= Page =
↓

Bad characters in Python logger output when using rsyslog

Bug #1029640 reported by Aimon Bustardo
8
This bug affects 1 person
Affects Status Importance Assigned to Milestone
python2.7 (Ubuntu)
Fix Released
High
Scott Kitterman
Precise
Fix Released
High
Scott Kitterman
Quantal
Fix Released
High
Scott Kitterman

Bug Description

[IMPACT]

Any UTF-8 messages that are sent to syslog by a Python application are corrupted.

[TESTCASE]

Run the code in comment #9. You can either do this by running the python interpreter and pasting the code into the python shell or creating a file with the code and running it as python foo where foo is the name of the file.

Then check /var/log/syslog for the mesage "AUDIT: TEST LOGER FROM PYTHON". There will be a few characters of garbage or odd looking numbers before the word AUDIT. If you see that, you've recreated the problem.

Install the updated packages from -proposed and re-run the python code from comment #9. Now there should be now garbage or unusual characters. Something like:

root: AUDIT: TEST LOGER FROM PYTHON

If you get that, the fix is verified.

[Regression Potential]

Nil. Patch is backported from upstream and is easily visually verified as correct.

[Other Info]

I ran this by Barry Warsaw and he agreed it would be important to get into 12.04.1.

Original Bug:

Ubuntu 12.0.4 LTS 64bit
python2.7-minimal 2.7.3-0ubuntu3
rsyslog 5.8.6-1ubuntu8

Python converts all syslog messages to UTF8 before sending to syslog. It also prepends the Byte Order Mark (BOM) of the Unicode Standard. This prepended BOM causes bad characters when using rsyslog (have not verified with std syslog or syslog-ng).

↑

= Records provided =
↓

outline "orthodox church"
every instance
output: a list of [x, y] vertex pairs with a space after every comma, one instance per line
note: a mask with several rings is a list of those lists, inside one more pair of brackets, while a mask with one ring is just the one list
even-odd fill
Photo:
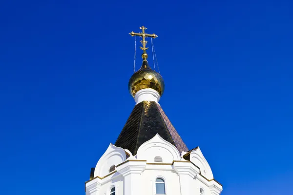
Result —
[[128, 88], [136, 104], [116, 142], [91, 169], [86, 195], [219, 195], [222, 185], [199, 147], [189, 150], [159, 104], [164, 90], [161, 75], [147, 61], [142, 38], [142, 65]]

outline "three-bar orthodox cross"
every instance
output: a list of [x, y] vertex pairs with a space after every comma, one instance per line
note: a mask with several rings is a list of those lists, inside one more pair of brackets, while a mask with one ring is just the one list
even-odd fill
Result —
[[155, 39], [158, 37], [158, 36], [155, 34], [154, 33], [153, 34], [146, 34], [145, 32], [145, 30], [147, 29], [147, 28], [144, 27], [144, 26], [142, 26], [141, 27], [140, 27], [139, 28], [140, 29], [142, 29], [142, 30], [143, 31], [142, 33], [136, 33], [132, 31], [130, 33], [129, 33], [129, 35], [130, 35], [132, 37], [137, 36], [143, 38], [143, 40], [140, 41], [141, 43], [142, 43], [142, 44], [143, 45], [143, 46], [140, 47], [140, 48], [144, 51], [144, 53], [146, 53], [146, 51], [148, 48], [148, 47], [146, 47], [146, 43], [147, 43], [147, 41], [146, 40], [146, 37], [151, 37], [152, 38]]

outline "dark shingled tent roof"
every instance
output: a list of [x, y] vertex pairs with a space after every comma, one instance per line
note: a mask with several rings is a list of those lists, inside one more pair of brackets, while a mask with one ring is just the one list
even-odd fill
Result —
[[186, 145], [165, 114], [154, 101], [142, 101], [135, 105], [115, 145], [136, 155], [139, 147], [158, 134], [179, 150], [188, 151]]

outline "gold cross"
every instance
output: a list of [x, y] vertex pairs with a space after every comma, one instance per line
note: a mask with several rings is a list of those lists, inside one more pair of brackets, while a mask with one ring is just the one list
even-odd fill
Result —
[[158, 36], [154, 33], [153, 34], [149, 34], [145, 33], [145, 30], [147, 29], [147, 28], [144, 27], [144, 26], [142, 26], [141, 27], [140, 27], [139, 28], [142, 30], [142, 33], [136, 33], [132, 31], [130, 33], [129, 33], [129, 35], [130, 35], [132, 37], [136, 36], [143, 38], [143, 40], [140, 41], [141, 43], [142, 43], [143, 45], [143, 47], [140, 47], [140, 48], [144, 51], [144, 53], [146, 53], [146, 51], [147, 49], [148, 49], [148, 47], [146, 47], [146, 43], [147, 43], [147, 41], [146, 40], [146, 37], [151, 37], [152, 38], [155, 39], [158, 37]]

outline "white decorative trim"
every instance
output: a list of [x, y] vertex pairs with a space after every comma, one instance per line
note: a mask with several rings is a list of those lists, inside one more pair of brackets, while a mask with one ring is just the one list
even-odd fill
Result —
[[[154, 147], [157, 148], [158, 150], [164, 149], [165, 151], [168, 152], [167, 154], [169, 154], [168, 155], [171, 156], [172, 159], [167, 160], [166, 159], [166, 156], [164, 156], [162, 154], [153, 154], [153, 156], [148, 155], [146, 151]], [[158, 155], [163, 158], [163, 163], [172, 163], [173, 160], [180, 160], [181, 159], [180, 154], [177, 149], [170, 143], [162, 138], [158, 134], [140, 146], [137, 150], [136, 158], [140, 160], [148, 160], [148, 162], [154, 162], [155, 156]], [[169, 158], [170, 158], [169, 156], [168, 156]]]
[[[109, 159], [111, 159], [111, 157], [114, 156], [119, 157], [114, 158], [116, 159], [115, 162], [113, 162], [112, 160], [110, 160], [110, 161], [109, 161]], [[113, 158], [112, 159], [113, 159]], [[119, 160], [117, 160], [117, 159]], [[104, 154], [103, 155], [99, 161], [98, 161], [95, 169], [94, 176], [103, 177], [109, 174], [109, 168], [111, 166], [113, 165], [116, 166], [125, 160], [126, 160], [125, 151], [122, 148], [116, 147], [110, 143]], [[111, 162], [111, 164], [109, 164], [109, 162]]]
[[85, 184], [85, 194], [86, 195], [98, 195], [100, 192], [100, 189], [102, 184], [98, 181], [98, 179], [95, 179], [92, 182], [88, 182]]
[[[204, 156], [199, 147], [190, 153], [190, 161], [200, 168], [201, 174], [205, 177], [209, 179], [212, 179], [213, 178], [210, 167]], [[200, 164], [199, 164], [199, 161]]]
[[116, 171], [125, 177], [131, 174], [141, 174], [146, 169], [146, 162], [145, 161], [128, 161], [119, 166]]
[[137, 104], [143, 101], [155, 101], [158, 103], [160, 101], [160, 94], [153, 89], [143, 89], [136, 92], [134, 100]]
[[215, 181], [210, 181], [209, 188], [212, 195], [219, 195], [223, 190], [223, 187]]
[[189, 163], [183, 162], [174, 162], [174, 170], [178, 175], [187, 175], [192, 178], [199, 174], [199, 169]]

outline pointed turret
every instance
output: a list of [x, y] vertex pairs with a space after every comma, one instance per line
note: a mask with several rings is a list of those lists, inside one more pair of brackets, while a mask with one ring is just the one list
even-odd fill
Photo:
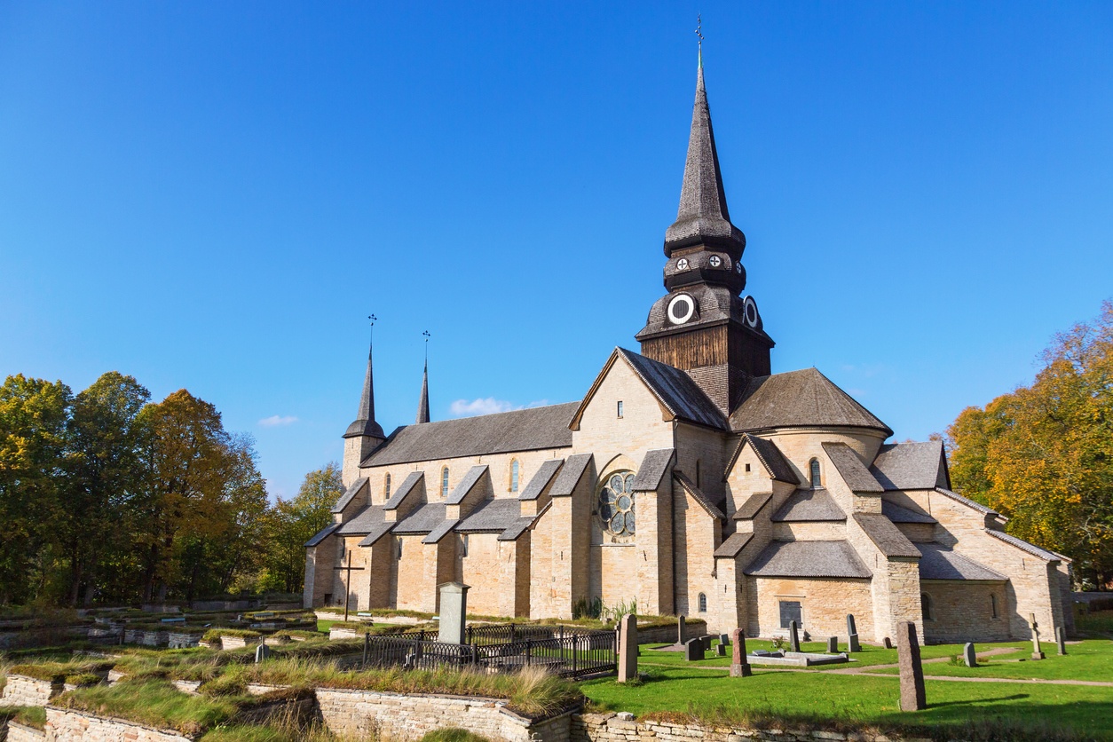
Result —
[[429, 422], [429, 360], [425, 362], [425, 373], [421, 378], [421, 399], [417, 400], [417, 424]]

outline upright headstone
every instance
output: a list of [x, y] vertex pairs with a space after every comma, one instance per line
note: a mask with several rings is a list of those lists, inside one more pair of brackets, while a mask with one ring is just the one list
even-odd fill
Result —
[[1040, 650], [1040, 624], [1036, 623], [1036, 614], [1030, 613], [1028, 620], [1032, 622], [1032, 659], [1043, 660], [1045, 655]]
[[619, 682], [638, 677], [638, 616], [628, 613], [619, 622]]
[[854, 614], [846, 614], [846, 650], [847, 652], [861, 652], [861, 644], [858, 643], [858, 626], [854, 622]]
[[923, 711], [927, 708], [924, 694], [924, 667], [919, 663], [919, 640], [916, 624], [902, 621], [897, 626], [897, 650], [900, 666], [900, 711]]
[[746, 632], [736, 629], [730, 632], [730, 643], [733, 645], [733, 654], [730, 657], [730, 676], [749, 677], [752, 672], [750, 663], [746, 661]]
[[800, 651], [800, 629], [796, 621], [788, 622], [788, 650], [789, 652]]
[[446, 582], [439, 585], [441, 591], [441, 630], [436, 641], [446, 644], [463, 644], [465, 622], [467, 616], [467, 585], [461, 582]]

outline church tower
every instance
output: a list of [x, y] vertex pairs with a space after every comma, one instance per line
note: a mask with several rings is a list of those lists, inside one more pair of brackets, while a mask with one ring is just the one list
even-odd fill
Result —
[[772, 338], [746, 288], [746, 236], [730, 222], [715, 149], [703, 62], [677, 220], [664, 233], [664, 288], [636, 336], [643, 356], [688, 373], [729, 415], [750, 378], [768, 376]]
[[372, 373], [372, 355], [374, 347], [367, 346], [367, 374], [363, 378], [363, 395], [359, 397], [359, 412], [344, 433], [344, 467], [342, 479], [345, 487], [359, 478], [359, 462], [386, 439], [383, 427], [375, 422], [375, 383]]

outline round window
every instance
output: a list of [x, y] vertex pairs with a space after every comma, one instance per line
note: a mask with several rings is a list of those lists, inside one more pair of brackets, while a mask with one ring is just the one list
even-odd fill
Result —
[[615, 472], [603, 482], [599, 520], [615, 536], [633, 535], [633, 472]]

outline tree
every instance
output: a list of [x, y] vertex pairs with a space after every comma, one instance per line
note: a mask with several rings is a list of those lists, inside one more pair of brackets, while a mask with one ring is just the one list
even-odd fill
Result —
[[1055, 337], [1030, 387], [969, 407], [947, 431], [951, 475], [1007, 531], [1113, 582], [1113, 303]]

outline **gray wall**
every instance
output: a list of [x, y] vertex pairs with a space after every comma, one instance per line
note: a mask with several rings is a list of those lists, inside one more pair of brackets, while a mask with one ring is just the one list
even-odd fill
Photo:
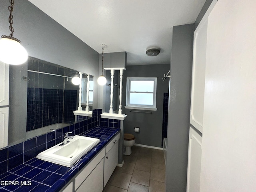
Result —
[[211, 5], [213, 0], [206, 0], [205, 3], [204, 4], [204, 6], [201, 10], [201, 11], [199, 13], [198, 16], [197, 16], [197, 18], [195, 22], [195, 29], [196, 29], [199, 24], [199, 23], [201, 21], [202, 18], [204, 15], [205, 12], [206, 12], [209, 6]]
[[27, 127], [28, 65], [10, 65], [9, 132], [8, 144], [18, 143], [26, 139]]
[[[123, 78], [123, 113], [127, 115], [124, 121], [125, 133], [130, 133], [135, 136], [136, 143], [161, 147], [163, 120], [164, 93], [168, 92], [169, 82], [163, 81], [164, 74], [170, 70], [169, 64], [128, 66], [124, 71]], [[156, 90], [156, 111], [152, 114], [130, 112], [124, 108], [126, 100], [126, 77], [157, 77]], [[144, 111], [148, 112], [148, 111]], [[135, 133], [134, 127], [140, 127], [140, 132]]]
[[185, 192], [194, 25], [173, 28], [166, 191]]

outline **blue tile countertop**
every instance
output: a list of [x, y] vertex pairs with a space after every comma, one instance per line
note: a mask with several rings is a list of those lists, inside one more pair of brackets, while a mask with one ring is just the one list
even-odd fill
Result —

↑

= Tasks to complete =
- A) According to the bug report, what does Python prepend to syslog messages after converting them to UTF-8?
- B) Reproduce the passage of the bug report from "Then check /var/log/syslog" up to and including "recreated the problem.".

= Task-by-task solutions =
- A) Python prepends the Byte Order Mark (BOM) of the Unicode Standard.

- B)
Then check /var/log/syslog for the mesage "AUDIT: TEST LOGER FROM PYTHON". There will be a few characters of garbage or odd looking numbers before the word AUDIT. If you see that, you've recreated the problem.